- **What the task requires**:
Return each of the records below word for word, without changing anything.
--- Data entries ---
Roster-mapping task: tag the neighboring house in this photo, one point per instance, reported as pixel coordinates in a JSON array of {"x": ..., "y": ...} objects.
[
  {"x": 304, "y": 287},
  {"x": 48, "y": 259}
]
---
- **Answer**:
Roster-mapping task: tag the neighboring house in this photo, one point per instance, reported as pixel coordinates in a JSON array of {"x": ..., "y": ...} objects.
[
  {"x": 304, "y": 287},
  {"x": 48, "y": 259}
]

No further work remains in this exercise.